WHAT YOU ARE ASKED TO DO: Rewrite only the records below that begin at the line containing "Exercise. Tag the red sash" and stop after the line containing "x=274, y=366". Replace "red sash" with "crimson sash" and leave everything else unchanged.

INPUT:
|---|

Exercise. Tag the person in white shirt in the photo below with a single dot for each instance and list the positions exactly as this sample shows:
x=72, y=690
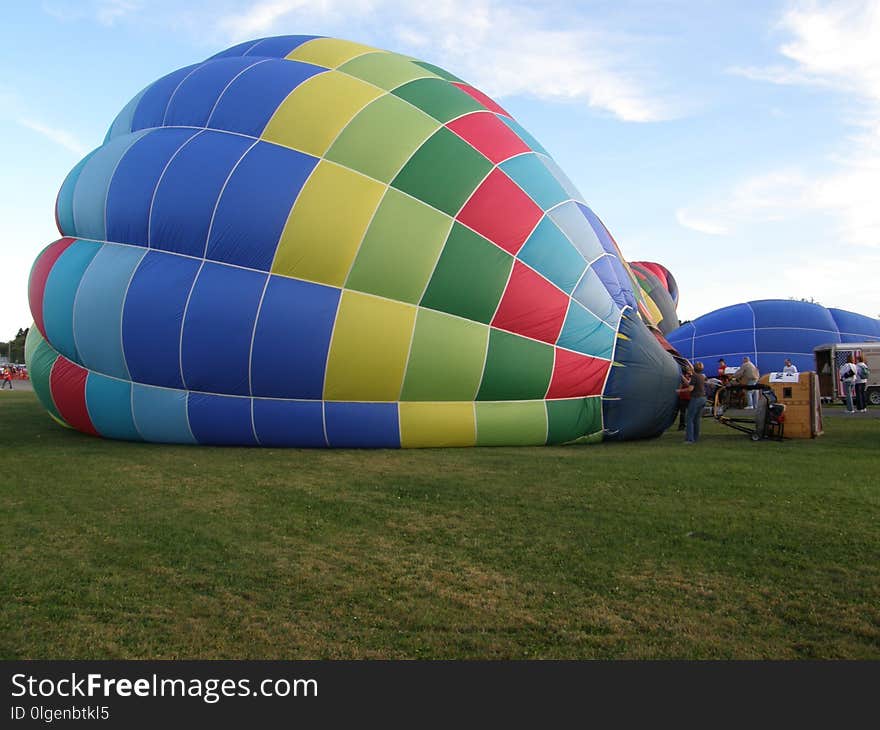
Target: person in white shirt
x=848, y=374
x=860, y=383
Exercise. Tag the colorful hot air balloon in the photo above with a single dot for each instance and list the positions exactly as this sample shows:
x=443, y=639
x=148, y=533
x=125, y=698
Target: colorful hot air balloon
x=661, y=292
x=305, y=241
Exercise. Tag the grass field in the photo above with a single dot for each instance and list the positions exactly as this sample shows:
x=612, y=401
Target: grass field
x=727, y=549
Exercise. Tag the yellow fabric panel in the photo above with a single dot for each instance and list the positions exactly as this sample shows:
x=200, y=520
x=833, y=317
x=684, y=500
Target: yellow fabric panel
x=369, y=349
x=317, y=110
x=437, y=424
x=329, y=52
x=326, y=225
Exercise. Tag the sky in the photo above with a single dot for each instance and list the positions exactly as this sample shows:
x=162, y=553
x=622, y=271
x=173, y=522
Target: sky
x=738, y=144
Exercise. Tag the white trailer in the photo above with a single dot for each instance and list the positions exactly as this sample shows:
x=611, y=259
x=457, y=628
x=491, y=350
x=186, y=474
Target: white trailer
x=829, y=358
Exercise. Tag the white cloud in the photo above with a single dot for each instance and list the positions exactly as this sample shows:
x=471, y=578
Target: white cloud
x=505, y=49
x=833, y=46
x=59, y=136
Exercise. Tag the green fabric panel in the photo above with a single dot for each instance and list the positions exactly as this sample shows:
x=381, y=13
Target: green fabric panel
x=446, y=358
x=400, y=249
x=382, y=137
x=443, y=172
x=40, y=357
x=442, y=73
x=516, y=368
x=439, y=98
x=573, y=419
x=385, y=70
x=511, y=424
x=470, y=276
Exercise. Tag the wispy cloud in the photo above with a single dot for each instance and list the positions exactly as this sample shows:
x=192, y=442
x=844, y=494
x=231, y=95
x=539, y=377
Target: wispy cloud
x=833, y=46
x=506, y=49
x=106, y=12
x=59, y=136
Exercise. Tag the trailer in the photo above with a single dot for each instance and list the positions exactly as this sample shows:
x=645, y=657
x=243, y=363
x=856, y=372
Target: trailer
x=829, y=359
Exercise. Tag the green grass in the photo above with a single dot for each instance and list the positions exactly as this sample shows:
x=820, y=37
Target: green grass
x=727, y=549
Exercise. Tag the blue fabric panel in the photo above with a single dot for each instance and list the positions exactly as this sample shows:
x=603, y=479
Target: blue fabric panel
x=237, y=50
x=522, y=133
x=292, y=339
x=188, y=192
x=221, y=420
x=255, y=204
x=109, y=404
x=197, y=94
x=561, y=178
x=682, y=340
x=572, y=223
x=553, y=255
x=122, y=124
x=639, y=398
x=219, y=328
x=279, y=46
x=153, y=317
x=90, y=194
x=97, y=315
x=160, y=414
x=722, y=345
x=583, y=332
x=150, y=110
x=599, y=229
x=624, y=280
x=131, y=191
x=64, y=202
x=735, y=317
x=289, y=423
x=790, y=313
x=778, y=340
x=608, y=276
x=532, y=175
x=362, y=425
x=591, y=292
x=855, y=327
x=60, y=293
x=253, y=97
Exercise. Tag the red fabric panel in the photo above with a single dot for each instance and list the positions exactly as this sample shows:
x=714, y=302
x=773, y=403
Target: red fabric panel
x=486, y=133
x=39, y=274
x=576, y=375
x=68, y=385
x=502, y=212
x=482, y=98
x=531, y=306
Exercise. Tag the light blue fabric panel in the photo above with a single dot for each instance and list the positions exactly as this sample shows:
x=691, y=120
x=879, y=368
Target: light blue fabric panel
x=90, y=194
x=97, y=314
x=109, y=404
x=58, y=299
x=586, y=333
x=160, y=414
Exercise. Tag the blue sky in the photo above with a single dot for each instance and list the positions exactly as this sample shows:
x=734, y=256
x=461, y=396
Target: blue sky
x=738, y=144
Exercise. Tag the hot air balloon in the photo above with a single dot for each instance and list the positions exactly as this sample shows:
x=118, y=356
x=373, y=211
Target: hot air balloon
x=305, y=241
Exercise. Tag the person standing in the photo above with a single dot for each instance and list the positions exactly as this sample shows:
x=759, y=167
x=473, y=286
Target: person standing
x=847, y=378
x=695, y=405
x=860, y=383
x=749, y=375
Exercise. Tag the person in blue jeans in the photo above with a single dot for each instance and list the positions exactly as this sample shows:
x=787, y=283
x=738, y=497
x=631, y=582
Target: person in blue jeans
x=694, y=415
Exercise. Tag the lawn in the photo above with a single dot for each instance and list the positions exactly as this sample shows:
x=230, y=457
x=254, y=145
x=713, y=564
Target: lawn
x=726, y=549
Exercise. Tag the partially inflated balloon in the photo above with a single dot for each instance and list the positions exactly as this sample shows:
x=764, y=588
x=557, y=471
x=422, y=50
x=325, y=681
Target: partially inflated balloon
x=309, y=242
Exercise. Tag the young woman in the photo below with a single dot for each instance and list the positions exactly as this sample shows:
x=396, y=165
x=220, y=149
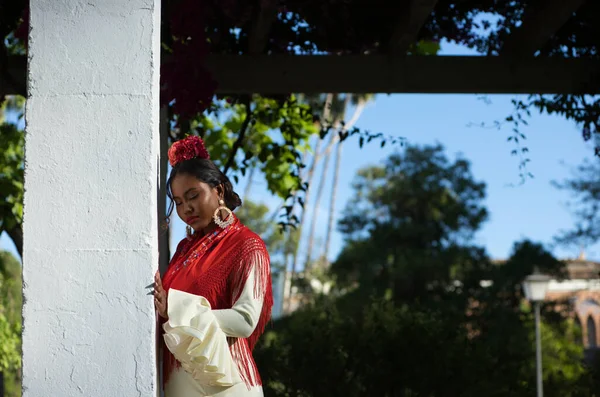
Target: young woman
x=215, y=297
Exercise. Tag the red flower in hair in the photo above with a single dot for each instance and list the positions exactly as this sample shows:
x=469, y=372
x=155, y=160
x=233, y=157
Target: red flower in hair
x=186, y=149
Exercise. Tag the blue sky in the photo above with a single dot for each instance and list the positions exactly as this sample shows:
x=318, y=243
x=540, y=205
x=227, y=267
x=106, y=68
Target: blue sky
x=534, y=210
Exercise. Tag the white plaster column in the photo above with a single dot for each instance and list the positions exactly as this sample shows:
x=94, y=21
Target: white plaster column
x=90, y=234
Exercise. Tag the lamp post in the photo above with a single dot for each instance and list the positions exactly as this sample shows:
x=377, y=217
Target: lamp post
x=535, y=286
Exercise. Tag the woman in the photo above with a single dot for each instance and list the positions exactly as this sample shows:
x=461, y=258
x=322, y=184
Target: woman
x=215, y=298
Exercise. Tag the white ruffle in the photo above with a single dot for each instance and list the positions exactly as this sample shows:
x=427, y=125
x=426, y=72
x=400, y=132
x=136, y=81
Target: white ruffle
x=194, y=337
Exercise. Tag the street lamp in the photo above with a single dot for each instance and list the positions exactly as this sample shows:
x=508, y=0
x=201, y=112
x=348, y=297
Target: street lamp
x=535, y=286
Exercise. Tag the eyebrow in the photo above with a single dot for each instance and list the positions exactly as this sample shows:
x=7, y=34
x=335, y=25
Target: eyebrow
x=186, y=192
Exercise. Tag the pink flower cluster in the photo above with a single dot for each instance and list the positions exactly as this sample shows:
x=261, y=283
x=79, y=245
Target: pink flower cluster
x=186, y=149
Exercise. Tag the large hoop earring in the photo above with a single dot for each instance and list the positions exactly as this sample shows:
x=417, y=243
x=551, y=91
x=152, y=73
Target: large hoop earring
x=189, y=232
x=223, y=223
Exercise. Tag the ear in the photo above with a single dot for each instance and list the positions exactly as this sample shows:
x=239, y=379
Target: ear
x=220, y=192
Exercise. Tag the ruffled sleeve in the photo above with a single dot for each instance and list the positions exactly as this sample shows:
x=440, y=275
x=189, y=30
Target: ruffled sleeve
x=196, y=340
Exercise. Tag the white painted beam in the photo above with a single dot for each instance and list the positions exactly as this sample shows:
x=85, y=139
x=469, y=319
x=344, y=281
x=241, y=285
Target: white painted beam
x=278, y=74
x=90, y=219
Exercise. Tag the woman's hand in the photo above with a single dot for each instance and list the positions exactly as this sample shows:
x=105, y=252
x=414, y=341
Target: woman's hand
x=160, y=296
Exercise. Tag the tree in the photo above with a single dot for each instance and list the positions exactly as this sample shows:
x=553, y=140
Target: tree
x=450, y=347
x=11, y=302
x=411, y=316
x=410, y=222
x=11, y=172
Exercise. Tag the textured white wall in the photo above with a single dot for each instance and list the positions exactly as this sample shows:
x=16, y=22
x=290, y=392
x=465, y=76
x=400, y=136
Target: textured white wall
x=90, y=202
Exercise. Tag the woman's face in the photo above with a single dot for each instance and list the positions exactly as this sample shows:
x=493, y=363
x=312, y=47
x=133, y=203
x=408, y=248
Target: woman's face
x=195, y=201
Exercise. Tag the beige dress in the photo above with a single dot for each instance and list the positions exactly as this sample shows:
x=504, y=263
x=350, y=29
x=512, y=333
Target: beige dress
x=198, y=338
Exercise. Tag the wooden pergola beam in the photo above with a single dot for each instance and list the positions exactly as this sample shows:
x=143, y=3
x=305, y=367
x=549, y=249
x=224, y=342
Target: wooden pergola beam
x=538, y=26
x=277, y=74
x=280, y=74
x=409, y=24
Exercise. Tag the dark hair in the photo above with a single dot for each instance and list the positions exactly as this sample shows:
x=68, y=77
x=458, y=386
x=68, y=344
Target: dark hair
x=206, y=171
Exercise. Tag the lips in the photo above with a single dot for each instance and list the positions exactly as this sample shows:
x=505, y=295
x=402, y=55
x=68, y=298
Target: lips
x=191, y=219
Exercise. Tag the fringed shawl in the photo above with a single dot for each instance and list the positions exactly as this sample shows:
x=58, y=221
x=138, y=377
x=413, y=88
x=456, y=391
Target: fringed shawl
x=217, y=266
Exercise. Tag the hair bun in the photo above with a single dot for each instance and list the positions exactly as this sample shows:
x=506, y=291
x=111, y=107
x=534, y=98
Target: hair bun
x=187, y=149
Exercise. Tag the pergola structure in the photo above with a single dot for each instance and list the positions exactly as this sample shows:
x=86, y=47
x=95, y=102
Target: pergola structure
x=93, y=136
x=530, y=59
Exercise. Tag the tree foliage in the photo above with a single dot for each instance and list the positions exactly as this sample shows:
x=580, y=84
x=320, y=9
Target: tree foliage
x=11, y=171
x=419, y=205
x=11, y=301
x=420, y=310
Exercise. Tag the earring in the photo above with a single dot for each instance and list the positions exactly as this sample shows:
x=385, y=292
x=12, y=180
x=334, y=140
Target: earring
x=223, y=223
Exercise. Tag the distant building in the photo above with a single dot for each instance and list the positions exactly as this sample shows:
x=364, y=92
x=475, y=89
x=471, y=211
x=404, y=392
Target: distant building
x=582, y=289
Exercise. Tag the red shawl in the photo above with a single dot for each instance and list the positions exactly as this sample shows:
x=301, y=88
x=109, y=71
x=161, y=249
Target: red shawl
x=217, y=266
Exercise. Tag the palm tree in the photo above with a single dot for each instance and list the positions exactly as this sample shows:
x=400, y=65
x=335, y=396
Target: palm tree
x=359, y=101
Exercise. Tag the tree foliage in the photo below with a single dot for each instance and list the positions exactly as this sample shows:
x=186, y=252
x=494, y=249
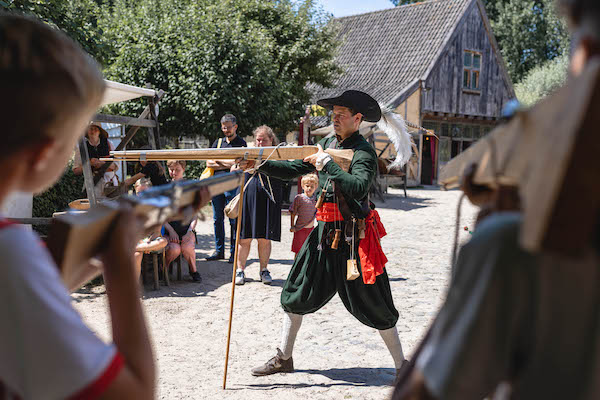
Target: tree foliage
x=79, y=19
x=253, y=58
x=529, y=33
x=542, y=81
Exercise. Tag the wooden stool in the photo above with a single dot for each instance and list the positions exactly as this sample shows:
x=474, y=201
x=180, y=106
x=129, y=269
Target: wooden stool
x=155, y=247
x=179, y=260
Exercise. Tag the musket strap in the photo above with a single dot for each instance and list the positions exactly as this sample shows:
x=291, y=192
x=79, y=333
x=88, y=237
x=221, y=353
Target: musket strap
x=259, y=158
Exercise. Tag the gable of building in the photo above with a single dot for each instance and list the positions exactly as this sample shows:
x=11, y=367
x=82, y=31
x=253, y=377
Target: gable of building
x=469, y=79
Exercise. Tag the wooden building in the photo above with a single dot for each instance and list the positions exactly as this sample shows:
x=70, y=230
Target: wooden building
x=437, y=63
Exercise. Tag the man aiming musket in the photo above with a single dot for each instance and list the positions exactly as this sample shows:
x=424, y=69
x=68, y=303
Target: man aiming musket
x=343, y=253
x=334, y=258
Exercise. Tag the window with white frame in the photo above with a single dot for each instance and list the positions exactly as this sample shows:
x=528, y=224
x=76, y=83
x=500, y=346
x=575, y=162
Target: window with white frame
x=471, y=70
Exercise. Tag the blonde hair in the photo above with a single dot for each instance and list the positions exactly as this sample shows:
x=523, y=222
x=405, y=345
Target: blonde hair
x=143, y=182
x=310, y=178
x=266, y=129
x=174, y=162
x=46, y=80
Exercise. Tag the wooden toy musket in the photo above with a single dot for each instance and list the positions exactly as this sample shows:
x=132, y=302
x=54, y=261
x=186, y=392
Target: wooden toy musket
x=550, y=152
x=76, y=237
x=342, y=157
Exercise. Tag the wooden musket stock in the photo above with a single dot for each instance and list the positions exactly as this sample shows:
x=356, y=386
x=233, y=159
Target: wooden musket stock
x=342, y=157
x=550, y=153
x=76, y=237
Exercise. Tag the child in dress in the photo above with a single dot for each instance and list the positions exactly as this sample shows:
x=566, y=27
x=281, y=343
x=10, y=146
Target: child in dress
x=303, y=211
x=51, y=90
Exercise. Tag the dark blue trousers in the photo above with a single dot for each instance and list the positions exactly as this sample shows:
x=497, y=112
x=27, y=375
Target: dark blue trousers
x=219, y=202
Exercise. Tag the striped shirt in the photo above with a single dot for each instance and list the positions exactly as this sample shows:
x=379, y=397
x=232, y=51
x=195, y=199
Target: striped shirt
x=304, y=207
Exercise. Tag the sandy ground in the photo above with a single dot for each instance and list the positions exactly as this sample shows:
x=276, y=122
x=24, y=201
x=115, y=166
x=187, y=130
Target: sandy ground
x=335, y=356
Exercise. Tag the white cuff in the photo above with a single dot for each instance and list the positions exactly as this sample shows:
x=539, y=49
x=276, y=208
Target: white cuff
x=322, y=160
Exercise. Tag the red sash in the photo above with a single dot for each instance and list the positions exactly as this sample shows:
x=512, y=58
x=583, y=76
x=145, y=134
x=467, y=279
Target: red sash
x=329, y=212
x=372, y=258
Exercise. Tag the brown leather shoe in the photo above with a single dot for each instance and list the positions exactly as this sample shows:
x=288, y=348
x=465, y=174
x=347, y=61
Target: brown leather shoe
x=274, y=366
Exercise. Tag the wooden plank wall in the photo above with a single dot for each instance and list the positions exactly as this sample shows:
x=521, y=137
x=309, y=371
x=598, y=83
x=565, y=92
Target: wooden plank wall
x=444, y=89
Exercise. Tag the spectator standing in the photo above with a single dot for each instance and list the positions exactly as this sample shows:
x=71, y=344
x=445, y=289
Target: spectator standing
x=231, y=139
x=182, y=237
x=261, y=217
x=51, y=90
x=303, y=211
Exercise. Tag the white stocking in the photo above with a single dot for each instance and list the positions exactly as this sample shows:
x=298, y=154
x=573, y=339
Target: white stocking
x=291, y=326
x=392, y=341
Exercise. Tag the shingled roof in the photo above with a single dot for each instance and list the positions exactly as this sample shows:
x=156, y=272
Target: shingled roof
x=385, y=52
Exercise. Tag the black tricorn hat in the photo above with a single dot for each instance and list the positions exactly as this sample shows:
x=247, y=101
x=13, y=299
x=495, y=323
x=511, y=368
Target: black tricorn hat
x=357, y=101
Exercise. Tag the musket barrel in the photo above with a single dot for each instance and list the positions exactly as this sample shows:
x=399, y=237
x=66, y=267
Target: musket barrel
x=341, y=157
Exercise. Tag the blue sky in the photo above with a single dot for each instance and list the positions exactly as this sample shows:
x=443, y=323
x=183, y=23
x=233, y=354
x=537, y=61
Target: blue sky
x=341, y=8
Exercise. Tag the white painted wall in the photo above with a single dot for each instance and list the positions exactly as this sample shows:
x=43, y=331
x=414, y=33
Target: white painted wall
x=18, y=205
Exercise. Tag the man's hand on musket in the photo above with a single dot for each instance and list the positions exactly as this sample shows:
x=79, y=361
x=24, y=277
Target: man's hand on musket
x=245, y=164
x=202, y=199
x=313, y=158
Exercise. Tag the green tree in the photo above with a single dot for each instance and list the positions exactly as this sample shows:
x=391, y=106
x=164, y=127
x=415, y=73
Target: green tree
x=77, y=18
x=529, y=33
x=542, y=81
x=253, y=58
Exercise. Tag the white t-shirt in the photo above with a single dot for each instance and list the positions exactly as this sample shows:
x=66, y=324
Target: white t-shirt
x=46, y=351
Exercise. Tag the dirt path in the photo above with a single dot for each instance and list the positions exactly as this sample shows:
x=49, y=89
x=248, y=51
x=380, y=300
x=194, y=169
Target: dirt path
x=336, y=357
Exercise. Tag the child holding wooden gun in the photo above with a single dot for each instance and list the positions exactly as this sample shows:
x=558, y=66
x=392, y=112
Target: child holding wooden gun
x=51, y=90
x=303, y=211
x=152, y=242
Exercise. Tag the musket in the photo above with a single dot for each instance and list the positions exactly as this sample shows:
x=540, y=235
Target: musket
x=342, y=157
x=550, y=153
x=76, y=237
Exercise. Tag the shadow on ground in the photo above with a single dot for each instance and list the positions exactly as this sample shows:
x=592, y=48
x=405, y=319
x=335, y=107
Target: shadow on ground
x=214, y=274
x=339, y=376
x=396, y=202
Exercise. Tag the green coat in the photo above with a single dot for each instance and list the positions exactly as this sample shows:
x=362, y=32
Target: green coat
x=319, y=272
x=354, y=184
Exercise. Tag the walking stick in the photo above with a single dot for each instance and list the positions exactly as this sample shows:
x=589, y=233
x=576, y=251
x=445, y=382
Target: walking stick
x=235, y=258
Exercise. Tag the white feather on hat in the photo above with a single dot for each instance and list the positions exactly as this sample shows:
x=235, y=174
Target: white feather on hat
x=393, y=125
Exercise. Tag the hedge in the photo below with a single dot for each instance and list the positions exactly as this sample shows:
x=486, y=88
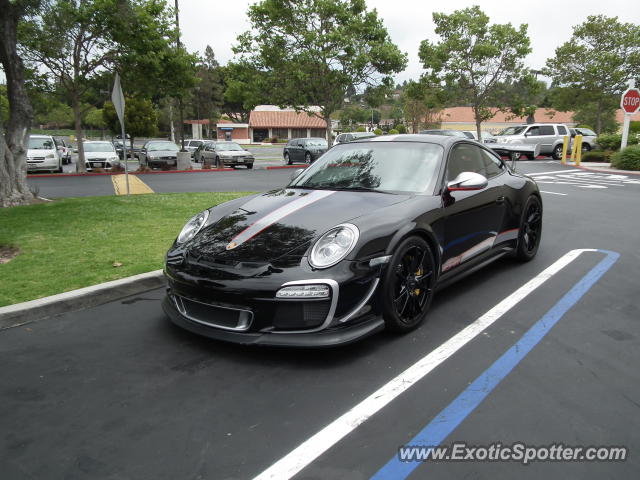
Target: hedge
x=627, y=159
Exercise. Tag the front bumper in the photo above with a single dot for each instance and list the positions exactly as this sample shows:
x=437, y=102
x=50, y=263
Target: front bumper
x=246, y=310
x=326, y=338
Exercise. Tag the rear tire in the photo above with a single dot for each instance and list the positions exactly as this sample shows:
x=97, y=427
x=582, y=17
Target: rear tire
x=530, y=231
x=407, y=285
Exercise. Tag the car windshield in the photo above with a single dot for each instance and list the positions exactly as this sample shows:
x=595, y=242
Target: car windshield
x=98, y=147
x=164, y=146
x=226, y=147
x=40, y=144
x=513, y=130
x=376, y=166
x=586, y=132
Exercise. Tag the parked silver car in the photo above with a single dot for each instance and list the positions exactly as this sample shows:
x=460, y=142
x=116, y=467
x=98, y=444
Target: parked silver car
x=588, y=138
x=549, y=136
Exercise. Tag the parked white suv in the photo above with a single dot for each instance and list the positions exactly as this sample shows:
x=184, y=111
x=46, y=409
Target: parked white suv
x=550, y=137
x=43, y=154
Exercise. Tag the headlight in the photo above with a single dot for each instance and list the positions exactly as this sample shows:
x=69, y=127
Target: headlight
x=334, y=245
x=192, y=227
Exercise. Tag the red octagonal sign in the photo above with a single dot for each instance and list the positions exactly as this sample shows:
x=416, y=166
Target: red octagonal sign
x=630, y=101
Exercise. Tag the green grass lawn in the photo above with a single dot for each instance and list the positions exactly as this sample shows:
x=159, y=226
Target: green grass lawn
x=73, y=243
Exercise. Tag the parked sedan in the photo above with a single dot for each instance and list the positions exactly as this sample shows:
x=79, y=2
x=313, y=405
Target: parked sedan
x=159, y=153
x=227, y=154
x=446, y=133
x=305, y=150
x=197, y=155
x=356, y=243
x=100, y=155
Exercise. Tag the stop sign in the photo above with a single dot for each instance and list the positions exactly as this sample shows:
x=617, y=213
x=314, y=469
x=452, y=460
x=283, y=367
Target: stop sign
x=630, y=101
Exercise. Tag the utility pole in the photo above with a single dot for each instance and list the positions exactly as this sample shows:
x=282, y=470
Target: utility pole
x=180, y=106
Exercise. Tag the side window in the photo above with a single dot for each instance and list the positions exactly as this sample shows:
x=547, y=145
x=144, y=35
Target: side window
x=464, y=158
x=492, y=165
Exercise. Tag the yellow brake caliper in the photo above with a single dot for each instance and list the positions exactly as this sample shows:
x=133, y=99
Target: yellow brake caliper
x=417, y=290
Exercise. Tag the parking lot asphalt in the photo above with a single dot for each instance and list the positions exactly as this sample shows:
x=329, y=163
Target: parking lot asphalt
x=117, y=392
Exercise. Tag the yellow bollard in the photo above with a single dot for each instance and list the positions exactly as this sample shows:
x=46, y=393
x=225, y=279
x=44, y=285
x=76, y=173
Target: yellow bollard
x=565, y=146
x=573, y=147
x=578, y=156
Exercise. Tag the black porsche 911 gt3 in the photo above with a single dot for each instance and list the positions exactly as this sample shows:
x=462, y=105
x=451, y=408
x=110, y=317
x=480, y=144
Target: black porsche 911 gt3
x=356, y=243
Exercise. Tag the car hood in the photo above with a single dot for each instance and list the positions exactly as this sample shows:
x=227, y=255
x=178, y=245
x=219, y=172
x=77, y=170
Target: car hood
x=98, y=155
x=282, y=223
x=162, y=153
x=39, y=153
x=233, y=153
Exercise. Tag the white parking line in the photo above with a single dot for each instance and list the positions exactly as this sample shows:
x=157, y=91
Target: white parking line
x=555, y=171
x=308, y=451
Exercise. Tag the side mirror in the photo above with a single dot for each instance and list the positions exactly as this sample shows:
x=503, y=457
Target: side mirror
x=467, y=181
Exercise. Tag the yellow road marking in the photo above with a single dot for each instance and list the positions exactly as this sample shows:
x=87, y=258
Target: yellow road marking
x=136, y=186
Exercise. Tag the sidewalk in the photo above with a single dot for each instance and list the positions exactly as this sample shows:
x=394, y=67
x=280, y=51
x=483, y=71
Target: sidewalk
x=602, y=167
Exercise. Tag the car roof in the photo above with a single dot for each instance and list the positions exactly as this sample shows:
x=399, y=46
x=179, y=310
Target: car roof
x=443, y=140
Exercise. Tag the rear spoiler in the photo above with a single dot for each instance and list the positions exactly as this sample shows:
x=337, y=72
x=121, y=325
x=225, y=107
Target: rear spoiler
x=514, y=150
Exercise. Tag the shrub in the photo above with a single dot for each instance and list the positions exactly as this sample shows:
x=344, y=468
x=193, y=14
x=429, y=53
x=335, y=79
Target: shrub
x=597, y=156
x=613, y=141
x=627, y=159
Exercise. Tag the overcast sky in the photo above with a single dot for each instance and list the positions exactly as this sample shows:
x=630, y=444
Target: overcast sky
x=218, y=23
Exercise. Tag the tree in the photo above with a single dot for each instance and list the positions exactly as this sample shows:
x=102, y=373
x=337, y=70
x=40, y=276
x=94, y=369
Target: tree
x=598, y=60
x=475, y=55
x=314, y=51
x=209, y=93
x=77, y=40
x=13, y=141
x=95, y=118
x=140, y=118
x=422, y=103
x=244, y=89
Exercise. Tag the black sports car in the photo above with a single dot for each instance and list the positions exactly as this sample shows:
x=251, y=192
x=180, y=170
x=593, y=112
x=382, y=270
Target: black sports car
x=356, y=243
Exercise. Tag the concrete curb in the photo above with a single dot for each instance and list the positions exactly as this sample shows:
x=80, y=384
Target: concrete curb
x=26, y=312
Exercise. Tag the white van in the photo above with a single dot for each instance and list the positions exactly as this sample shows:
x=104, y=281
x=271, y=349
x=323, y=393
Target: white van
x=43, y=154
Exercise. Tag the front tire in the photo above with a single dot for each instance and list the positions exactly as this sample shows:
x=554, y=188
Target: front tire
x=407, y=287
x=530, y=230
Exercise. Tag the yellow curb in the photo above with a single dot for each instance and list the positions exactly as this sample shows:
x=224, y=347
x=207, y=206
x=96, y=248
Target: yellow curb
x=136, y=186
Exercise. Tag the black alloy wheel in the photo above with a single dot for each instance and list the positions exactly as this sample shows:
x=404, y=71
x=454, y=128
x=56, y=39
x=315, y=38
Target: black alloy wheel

|---|

COMPLETED EXERCISE:
Exercise. Tag the crimson sash in the photo above with a single dot for each instance and list the positions exactly as this sample shows:
x=512, y=58
x=583, y=76
x=145, y=134
x=467, y=279
Target: crimson sash
x=329, y=212
x=372, y=258
Exercise. Tag the brown leather shoe in the photo above with a single dot for each instance and list the positions exactly as this sample shows:
x=288, y=348
x=465, y=174
x=347, y=61
Target: brown leather shoe
x=274, y=366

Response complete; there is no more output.